# Working with numpy arrays - 1 hour

Numpy (http://www.numpy.org) is awesome for numerical work! It's convenient, well documented and really quick. We met it briefly in the software carpentry course, but now we're going to dig into it in a bit more detail. 

It really is a huge package though, and we're still only going to scratch the surface. There are lots of good tutorials out there though and lots of documentation, so I just want to give you the tools to be able to go and find out more yourself.

My aims for this session are:
1.	Understand the basic numpy constructs and operations
2.	Learn how to use numpy efficiently for data analysis

## Creating arrays - 10 mins

In [None]:
import numpy as np

One of the core elements of numpy is the `ndarray`, this is standard numpy array type and it's what you'll be using most of the time when working with numpy.

There are a number of ways of creating these arrays:

In [None]:
# By shape
a = np.ndarray((5,2))
print "a = {}".format(a)

# With a list (notice the different function)
b = np.array([1, 2, 3, 4, 5])
print "b = {}".format(b)

# Or nested list
c = np.array([[0, 1], [2, 3], [4, 5]])
print "c = {}".format(c)

There are lots of other ways too:

In [None]:
d = np.arange(0, 10)
e = np.zeros(10)
f = np.ones(10)
g = np.random.rand(10)

### dtype
All of these methods take a dtype argument which can specify the type of the data being stored. This is much more like C or Fortran, and is one of the reasons numpy can be so fast.

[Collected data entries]
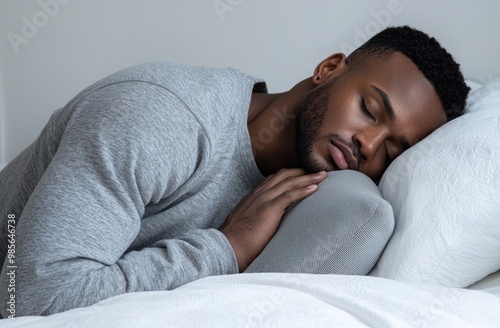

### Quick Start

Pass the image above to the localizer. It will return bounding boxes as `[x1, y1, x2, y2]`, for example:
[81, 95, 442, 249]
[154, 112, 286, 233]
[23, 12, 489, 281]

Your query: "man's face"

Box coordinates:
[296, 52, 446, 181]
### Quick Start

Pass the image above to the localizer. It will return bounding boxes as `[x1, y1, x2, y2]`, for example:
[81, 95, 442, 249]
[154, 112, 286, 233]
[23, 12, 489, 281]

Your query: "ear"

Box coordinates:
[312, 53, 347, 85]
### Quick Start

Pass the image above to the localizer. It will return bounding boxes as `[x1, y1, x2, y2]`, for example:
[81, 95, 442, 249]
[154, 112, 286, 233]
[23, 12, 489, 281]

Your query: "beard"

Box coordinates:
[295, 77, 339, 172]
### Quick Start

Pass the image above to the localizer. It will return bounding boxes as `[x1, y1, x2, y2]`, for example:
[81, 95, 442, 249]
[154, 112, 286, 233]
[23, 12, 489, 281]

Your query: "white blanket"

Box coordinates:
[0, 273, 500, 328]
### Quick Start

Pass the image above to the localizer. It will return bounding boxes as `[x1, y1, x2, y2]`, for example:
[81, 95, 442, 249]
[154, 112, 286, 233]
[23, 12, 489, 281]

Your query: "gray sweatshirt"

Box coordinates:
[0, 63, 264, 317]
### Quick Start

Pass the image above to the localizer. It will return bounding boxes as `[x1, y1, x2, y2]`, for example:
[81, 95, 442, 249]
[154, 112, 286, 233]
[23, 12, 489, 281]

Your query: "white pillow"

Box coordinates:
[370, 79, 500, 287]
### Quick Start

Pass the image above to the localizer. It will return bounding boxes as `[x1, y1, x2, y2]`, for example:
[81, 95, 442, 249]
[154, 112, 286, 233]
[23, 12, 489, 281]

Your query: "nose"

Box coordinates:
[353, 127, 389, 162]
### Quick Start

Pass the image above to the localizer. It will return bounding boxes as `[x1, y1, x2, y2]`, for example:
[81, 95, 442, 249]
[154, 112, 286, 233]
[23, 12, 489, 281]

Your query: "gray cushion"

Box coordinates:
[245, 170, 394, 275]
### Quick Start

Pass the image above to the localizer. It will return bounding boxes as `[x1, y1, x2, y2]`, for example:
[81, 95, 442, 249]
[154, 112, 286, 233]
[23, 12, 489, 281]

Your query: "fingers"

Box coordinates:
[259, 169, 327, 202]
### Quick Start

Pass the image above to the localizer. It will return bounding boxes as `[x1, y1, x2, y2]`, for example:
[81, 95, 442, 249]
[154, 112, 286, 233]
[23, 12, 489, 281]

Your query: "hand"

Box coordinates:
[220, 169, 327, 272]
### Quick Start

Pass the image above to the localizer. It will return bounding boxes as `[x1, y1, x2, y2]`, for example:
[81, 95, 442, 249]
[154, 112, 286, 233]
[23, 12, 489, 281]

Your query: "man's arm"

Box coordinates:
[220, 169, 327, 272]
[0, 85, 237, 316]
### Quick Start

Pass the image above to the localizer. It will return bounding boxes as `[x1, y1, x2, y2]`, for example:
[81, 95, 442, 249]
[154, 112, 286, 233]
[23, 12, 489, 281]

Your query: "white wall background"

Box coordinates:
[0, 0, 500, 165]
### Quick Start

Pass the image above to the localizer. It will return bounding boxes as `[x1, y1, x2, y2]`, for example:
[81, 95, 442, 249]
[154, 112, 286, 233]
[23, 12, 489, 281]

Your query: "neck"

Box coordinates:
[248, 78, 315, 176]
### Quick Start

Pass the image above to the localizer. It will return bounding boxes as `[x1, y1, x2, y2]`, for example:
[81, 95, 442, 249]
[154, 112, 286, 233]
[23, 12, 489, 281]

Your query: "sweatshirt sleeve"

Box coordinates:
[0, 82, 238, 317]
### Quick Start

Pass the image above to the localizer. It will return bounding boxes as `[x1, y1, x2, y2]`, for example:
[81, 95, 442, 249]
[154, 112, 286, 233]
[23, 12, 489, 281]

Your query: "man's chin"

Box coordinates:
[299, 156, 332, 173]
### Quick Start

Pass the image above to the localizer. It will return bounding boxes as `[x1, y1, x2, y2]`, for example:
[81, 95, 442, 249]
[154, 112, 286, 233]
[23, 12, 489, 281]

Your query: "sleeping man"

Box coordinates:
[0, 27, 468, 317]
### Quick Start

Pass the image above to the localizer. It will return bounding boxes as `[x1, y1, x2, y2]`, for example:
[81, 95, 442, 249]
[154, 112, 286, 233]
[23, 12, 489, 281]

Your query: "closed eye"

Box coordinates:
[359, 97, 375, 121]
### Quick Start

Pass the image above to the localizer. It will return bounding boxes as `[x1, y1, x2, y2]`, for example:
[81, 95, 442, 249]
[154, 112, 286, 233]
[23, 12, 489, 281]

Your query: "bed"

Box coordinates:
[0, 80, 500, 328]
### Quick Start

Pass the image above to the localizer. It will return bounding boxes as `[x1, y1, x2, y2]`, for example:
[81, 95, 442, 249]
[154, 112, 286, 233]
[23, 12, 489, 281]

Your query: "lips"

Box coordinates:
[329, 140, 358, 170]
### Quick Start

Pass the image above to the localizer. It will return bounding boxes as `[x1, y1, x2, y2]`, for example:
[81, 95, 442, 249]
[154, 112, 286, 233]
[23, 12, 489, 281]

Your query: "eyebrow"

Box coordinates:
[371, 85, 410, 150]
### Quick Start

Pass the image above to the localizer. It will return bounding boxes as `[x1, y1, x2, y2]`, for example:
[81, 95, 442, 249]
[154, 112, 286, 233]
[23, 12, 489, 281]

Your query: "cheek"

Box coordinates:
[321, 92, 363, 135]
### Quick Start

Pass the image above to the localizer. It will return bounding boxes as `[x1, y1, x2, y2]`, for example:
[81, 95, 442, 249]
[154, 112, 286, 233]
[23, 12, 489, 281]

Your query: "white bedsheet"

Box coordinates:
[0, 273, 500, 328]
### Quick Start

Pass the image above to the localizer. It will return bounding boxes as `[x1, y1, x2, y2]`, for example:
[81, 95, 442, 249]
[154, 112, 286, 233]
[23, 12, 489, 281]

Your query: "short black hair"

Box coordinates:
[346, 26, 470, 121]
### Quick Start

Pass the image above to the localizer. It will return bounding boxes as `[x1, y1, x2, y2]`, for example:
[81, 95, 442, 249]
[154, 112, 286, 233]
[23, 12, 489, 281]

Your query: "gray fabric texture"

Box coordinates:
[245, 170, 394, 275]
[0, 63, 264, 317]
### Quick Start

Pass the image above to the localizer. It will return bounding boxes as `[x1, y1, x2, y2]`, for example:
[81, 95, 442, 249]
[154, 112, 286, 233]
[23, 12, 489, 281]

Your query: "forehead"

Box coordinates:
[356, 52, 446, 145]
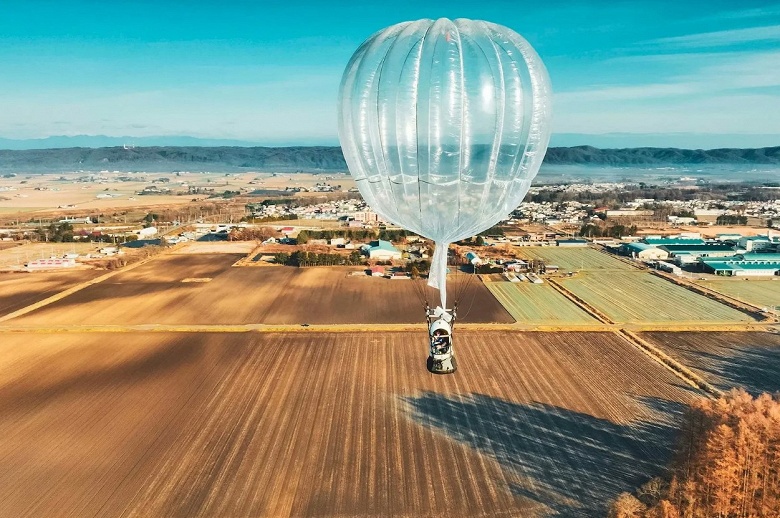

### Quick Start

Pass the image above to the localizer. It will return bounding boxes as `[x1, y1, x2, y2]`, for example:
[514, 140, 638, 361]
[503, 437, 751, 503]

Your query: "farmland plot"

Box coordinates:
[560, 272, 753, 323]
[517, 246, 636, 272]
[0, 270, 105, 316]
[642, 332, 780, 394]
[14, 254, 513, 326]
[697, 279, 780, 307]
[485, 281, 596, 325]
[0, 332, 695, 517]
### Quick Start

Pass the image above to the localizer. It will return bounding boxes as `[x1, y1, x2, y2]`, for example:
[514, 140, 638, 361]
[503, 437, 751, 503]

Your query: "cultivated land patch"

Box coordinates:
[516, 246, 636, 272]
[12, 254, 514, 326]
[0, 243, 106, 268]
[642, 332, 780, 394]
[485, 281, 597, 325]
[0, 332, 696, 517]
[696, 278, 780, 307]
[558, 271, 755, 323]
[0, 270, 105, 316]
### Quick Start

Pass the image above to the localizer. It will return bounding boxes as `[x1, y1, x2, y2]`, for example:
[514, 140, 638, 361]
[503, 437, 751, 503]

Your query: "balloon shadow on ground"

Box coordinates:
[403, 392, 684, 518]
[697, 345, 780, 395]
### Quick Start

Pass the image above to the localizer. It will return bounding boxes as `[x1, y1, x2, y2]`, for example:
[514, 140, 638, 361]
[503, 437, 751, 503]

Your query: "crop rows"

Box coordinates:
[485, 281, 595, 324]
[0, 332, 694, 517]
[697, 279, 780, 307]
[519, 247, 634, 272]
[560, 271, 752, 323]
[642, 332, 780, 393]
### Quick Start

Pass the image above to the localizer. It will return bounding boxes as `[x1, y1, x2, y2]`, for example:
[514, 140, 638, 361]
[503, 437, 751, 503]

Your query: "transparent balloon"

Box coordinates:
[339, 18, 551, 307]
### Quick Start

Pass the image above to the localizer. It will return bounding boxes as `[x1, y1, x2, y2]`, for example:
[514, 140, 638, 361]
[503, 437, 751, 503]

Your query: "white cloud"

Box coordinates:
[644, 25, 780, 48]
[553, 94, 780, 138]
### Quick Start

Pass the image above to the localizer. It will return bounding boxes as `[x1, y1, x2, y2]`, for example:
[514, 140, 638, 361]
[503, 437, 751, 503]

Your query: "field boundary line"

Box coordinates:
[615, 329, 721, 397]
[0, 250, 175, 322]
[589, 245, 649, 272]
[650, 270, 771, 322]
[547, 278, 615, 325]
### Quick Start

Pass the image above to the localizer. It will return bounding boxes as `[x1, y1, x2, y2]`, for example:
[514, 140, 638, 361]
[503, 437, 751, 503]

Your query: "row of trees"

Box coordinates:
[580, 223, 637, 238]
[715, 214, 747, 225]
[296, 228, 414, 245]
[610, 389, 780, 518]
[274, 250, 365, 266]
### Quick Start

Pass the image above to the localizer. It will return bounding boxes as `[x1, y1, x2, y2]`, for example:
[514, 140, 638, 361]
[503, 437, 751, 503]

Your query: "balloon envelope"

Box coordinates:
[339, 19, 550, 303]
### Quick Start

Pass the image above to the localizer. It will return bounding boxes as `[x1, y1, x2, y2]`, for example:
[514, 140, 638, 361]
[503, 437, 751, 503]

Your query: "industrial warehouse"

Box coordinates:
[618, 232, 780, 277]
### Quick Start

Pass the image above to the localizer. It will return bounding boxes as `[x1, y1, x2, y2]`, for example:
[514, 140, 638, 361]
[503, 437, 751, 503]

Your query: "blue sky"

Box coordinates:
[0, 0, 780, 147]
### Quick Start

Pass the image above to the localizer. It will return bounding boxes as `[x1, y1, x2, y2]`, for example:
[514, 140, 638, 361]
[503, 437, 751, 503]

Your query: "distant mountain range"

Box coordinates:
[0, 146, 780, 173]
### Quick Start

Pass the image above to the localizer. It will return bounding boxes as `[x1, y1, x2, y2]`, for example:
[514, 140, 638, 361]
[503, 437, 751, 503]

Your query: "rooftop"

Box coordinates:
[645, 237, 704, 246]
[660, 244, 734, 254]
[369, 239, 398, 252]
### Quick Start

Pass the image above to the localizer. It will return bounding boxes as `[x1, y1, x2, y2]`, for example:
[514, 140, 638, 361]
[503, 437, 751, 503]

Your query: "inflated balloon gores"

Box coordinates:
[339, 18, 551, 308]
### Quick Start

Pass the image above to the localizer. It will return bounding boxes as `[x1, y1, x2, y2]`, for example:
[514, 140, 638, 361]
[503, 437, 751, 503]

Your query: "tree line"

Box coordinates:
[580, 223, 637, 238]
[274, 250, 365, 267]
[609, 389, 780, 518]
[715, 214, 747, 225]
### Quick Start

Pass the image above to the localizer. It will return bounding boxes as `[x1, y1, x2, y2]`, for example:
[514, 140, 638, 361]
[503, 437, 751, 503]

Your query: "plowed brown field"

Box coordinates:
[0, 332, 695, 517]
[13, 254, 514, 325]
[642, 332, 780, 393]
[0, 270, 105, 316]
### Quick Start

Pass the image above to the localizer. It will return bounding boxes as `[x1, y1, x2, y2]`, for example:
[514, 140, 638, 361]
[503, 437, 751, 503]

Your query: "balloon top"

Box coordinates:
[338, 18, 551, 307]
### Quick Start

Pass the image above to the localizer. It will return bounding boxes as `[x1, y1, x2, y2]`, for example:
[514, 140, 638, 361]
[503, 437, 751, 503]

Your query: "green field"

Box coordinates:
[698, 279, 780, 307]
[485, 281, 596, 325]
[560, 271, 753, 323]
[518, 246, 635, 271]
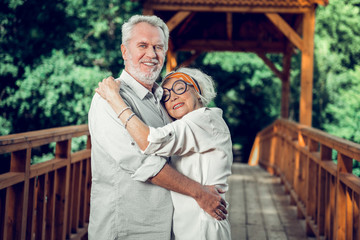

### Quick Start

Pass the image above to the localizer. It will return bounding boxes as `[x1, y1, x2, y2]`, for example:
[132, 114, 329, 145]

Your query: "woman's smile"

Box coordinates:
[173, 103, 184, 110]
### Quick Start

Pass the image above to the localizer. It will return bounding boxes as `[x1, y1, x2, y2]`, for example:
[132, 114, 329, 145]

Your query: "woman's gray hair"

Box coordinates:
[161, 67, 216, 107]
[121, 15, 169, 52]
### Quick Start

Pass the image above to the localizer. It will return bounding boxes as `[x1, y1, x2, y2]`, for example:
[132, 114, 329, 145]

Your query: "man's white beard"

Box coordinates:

Directives >>
1. From the numpy tutorial, list every numpy function or constructor called in its code to create an array.
2. Give a continuation of the numpy tutorial, picking up after its final sentence.
These rows have no connection to the numpy tutorial.

Written answers >>
1. np.ndarray, np.array, np.arange, np.zeros, np.ones, np.random.rand

2.
Numpy will usually make a good guess of the dtype for you, so unless you're really worried about performance you shouldn't need to worry too much about it.

## Basic operations on arrays - 5 minutes
Many basic mathematical scalar operations behave quite intuitively with numpy arrays.

In [None]:
print f *3 

In [None]:
print e - 5

But we can also do array operations

In [None]:
print (f * 3) + (e - 5 )

Note that even multiplication is assumed to be element wise for two numpy arrays. We'll come back to matrix operations later.

In [None]:
print (f * 3) * (e - 5 )

## Exercise

Create an array of the squares of 5 through 15

### Answer

In [None]:
print np.arange(5,15)**2

## Indexing arrays - 15 minutes

One of the cleverest things about numpy in my opinion is the slicing and indexing of arrays. It allows you to do some really clever tricks which make what would be slow operations really fast.

In the simplest cases, numpy arrays can be indexed just like lists:

In [None]:
print b[3]  # Remember that indexing lists and arrays in python start from 0

# We can also pick out slices
print b[2:4]

# And count backwards... What would you expect this to give us?
print b[:-1]

### Multidimensional indexing

This is an extension of normal list indexing to allow us to index higher dimensional arrays.

First lets make a two-dimensional array:

In [None]:
two_d_arr = np.arange(9).reshape(3,3) + 1
print two_d_arr

Now say we want the second row, we can just slice it like so:

In [None]:
two_d_arr[1]

We can then get specific values in that slice by slicing it again:

In [None]:
two_d_arr[1][2]

Another way is:

In [None]:
two_d_arr[1, 2]

This way hints at how we might extract a column of data... 

**Mini exercise**: Can you think how?

In [None]:
two_d_arr[:, 2]

Note we can also assign values like this

In [None]:
two_d_arr[:, 1] = 2

print two_d_arr

Remember to be careful when copying numpy arrays...

In [None]:
my_new_array = two_d_arr[2]

print 'Before:'
print my_new_array
print two_d_arr

my_new_array[2] = 3

print 'After:'
print my_new_array
print two_d_arr

Use `copy()` if you want a separate instance:

In [None]:
my_completely_new_array = two_d_arr[1].copy()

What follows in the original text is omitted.